実施する指示:
交通事故で使える保険を扱った文章を、その最後の文に続けて書き進めてください。

交通事故で使える保険

 交通事故で使える保険には、大きく分けて(1)自賠責保険(自動車損害賠償責任保険)と(2)自動車保険(任意保険)の2種類があります。
 また、被害者が加入している生命保険や医療保険、クレジットカードに付帯している保険からも保険金が受け取れることがありますので、保険会社やカード会社に確認してみましょう。

(1) 自賠責保険(自動車損害賠償責任保険)

 自賠責保険とは、法律によって、自動車を使用する際に加入が義務付けられている損害保険です。補償の対象は、人が死傷した場合に限られ、保険金の上限も被害者1人につき死亡3000万円・後遺障害4000万円・傷害120万円までと低く抑えられています。

 ひき逃げや無保険車、盗難車等による交通事故の場合には、政府の保障事業に請求することで、自賠責保険と同じ支払限度額の補償を受けることができます(請求の条件などが若干異なります)。

(2) 自動車保険(任意保険)

 自動車保険とは、他人に損害を負わせたために負担しなければならない損害賠償のうち、自賠責保険の支払限度額を超える損害をカバーするために加入する保険です。通常、複数の保険商品を組み合わせたり、特約を追加したりして、自動車事故に関する様々なリスクに対応できるようにしています。
 以下では、主要な保険商品や特約について紹介します。

(データ集の記録)
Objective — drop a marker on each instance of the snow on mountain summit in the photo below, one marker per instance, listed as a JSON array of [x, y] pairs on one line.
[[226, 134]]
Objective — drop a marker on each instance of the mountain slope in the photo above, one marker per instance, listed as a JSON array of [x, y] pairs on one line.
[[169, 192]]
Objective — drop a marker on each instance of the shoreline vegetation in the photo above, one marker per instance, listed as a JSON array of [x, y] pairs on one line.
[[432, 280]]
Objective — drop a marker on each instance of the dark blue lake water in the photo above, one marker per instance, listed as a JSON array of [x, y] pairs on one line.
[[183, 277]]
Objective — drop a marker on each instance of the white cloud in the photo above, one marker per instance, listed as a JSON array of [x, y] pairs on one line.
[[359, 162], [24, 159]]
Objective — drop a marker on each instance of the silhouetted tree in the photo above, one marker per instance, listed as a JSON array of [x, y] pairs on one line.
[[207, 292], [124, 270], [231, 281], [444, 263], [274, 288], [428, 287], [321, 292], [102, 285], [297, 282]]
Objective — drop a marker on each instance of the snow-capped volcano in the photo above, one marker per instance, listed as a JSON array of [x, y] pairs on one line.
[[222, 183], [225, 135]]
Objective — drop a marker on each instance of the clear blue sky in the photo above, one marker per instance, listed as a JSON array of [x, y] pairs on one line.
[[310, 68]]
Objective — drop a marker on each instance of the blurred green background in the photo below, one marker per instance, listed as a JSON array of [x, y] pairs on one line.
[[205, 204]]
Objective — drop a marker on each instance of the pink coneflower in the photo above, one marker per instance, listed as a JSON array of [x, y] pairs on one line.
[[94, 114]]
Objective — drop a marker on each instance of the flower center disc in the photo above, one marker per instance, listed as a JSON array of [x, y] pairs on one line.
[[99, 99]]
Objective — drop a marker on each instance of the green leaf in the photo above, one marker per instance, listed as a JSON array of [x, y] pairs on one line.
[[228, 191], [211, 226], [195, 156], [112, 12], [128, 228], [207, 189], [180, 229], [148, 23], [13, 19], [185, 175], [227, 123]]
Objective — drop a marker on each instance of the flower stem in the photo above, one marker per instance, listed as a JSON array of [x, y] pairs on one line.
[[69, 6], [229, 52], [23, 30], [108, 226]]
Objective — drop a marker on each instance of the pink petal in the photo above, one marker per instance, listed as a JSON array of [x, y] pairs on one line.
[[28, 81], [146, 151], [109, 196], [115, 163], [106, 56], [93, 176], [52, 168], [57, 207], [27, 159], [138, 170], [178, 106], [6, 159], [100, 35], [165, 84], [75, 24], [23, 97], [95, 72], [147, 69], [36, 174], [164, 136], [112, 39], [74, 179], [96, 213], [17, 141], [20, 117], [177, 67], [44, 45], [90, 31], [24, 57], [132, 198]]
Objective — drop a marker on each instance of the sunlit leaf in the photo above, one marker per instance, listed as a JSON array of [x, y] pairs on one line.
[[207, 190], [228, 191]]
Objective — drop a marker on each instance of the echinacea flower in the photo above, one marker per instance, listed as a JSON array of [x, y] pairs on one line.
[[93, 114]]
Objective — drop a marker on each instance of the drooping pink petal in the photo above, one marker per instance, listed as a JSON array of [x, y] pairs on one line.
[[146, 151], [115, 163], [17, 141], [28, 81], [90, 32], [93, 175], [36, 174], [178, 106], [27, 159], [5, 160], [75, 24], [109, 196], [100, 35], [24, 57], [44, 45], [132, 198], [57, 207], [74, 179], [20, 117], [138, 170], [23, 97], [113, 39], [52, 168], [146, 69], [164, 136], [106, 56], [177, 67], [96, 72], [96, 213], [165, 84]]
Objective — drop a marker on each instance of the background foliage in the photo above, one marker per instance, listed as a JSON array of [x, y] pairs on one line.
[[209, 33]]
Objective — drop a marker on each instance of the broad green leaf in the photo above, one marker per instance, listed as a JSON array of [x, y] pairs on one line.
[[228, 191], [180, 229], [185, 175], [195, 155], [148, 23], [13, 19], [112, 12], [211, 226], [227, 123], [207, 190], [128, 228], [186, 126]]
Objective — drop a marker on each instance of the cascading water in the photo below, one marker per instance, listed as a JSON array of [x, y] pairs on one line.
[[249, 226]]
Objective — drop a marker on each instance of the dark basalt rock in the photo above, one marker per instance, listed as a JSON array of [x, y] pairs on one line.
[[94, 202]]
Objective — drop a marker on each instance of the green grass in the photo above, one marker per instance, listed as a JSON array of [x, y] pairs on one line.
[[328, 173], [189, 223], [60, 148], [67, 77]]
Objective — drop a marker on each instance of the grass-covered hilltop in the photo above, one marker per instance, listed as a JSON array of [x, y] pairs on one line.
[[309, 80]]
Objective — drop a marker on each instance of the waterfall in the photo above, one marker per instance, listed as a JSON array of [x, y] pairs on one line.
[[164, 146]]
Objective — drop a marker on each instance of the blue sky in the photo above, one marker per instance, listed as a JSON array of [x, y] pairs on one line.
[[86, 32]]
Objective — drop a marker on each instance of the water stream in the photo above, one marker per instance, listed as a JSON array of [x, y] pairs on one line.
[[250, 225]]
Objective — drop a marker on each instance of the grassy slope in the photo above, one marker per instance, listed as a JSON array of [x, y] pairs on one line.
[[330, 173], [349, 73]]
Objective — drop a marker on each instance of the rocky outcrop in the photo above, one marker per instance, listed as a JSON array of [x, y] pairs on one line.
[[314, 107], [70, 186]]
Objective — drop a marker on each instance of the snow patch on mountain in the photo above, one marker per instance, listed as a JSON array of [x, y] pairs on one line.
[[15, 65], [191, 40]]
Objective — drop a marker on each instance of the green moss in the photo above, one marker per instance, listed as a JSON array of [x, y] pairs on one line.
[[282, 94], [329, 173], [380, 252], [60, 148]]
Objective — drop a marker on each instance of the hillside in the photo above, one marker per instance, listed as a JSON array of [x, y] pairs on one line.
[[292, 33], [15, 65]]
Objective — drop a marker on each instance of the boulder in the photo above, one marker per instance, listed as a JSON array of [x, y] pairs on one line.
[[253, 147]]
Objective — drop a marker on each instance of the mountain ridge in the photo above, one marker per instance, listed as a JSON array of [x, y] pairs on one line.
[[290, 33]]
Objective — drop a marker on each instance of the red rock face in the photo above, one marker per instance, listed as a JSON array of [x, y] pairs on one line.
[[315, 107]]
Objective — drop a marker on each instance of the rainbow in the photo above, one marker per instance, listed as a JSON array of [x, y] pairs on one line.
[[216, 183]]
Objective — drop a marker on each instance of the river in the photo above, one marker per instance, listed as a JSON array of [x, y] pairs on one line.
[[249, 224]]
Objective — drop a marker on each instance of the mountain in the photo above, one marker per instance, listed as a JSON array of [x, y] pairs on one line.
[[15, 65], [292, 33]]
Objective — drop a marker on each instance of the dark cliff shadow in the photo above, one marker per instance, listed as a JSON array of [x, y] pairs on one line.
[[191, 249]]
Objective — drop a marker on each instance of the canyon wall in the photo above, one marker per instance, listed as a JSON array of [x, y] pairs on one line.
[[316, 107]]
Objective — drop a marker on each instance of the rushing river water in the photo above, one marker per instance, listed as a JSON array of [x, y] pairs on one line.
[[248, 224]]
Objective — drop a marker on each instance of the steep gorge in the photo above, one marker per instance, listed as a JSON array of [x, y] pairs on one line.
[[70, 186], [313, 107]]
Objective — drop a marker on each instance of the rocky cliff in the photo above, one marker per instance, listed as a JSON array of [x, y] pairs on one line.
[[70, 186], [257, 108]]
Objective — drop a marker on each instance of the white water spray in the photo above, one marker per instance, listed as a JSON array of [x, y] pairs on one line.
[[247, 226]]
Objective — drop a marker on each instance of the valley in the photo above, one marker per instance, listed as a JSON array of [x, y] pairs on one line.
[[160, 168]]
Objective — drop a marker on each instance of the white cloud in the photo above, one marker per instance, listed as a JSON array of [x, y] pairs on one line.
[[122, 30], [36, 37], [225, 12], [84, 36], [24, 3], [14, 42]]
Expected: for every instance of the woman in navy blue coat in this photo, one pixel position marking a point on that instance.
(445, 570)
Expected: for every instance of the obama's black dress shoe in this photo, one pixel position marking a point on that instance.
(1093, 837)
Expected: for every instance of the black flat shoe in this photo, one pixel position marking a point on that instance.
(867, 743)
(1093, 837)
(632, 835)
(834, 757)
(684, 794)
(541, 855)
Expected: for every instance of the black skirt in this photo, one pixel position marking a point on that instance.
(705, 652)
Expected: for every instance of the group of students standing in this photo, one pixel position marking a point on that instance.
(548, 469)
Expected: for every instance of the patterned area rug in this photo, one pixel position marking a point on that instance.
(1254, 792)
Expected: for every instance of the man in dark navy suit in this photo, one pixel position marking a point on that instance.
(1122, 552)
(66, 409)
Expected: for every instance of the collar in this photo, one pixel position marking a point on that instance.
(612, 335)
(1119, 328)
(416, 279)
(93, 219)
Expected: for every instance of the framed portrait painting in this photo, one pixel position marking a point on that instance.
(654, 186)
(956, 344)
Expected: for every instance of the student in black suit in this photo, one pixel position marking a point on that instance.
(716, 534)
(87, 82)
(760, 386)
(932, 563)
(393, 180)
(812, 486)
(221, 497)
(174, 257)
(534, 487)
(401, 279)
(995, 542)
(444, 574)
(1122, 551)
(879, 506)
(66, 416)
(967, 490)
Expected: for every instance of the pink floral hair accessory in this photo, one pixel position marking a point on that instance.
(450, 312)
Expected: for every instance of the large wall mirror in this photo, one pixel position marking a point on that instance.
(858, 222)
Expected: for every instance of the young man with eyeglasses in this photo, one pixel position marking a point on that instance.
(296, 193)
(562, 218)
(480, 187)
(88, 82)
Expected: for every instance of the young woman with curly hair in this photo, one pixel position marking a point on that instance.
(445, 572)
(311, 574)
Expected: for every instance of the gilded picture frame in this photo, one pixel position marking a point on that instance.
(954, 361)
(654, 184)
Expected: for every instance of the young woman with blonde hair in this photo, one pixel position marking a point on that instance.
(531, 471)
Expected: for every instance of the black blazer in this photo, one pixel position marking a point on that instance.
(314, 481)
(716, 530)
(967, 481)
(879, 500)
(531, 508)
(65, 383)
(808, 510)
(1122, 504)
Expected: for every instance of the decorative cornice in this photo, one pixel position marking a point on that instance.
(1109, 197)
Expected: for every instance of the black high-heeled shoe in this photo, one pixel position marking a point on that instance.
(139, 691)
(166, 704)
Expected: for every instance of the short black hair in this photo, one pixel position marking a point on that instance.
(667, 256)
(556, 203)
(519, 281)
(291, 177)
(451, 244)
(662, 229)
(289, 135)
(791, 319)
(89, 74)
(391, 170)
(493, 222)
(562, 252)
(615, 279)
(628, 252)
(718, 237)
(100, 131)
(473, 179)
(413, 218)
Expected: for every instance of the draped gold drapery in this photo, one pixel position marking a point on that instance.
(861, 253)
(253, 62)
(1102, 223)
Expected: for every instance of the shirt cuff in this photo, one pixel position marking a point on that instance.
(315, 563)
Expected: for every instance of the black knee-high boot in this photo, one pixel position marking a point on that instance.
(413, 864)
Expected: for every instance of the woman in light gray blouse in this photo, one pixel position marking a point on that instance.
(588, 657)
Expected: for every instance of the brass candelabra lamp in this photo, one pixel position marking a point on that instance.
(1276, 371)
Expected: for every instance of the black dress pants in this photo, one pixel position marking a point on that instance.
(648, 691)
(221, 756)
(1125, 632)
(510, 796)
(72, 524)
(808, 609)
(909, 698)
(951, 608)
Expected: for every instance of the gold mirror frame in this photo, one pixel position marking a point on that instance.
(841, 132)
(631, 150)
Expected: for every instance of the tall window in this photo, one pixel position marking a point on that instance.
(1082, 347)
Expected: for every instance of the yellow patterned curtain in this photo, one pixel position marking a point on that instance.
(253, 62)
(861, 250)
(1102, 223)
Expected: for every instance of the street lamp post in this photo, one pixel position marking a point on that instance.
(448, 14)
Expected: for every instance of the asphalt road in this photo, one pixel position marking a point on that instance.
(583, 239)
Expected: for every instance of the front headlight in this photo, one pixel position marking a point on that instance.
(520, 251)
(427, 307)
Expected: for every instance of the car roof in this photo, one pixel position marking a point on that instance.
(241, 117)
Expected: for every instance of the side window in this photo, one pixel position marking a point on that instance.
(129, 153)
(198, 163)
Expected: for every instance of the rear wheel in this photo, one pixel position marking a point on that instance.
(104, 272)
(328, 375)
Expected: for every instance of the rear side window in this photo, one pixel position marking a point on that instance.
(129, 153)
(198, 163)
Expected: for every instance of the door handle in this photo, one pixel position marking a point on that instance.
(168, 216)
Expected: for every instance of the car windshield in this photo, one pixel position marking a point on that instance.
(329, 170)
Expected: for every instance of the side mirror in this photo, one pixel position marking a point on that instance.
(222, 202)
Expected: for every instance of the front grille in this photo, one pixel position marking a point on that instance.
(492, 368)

課題の解答:
  • 対人賠償保険
    加害者が他人を死傷させた場合、その損害賠償額のうち自賠責保険で支払われる額を超える部分に対し、保険金が支払われます
  • 自損事故保険
    自損事故(単独で電柱に衝突したり、崖から転落した場合など)によって死傷し、自賠責保険および政府の保障事業のいずれに対しても請求できない場合に保険金が支払われます
  • 無保険車傷害保険
    無保険車(対人賠償保険が付いていない、もしくは付いていても金額が低い自動車)による交通事故で、契約自動車に乗車中の人が死傷した場合に保険金が支払われます
  • 対物賠償保険
    加害者が自動車事故で他人の財産(自動車、建物など)に損害を与えたときに、保険金が支払われます
  • 人身傷害補償保険
    契約者やその家族が自動車事故で死傷した場合、契約者自身の損害分を保険会社所定の基準で算定した額が保険金額の範囲内で支払われます
    ※契約者にも落ち度(過失)があった場合に適用される保険です
  • 搭乗者傷害保険
    契約自動車に乗車中の人が自動車事故によって死傷したとき、加害者からの損害賠償金などとは別に保険金が支払われます(例:死亡保険金、後遺障害保険金、医療保険金など)
  • 車両保険
    衝突、接触、火災、爆発、盗難、台風など偶然な事故によって損害を受けた場合、保険金が支払われます
  • 携行品損害担保特約(身の回り品担保特約)
    契約自動車の車内やトランク内に積んであった個人所有の動産が、損害を受けた場合に、保険金が支払われます
  • 車両新価保険特約(新車特約)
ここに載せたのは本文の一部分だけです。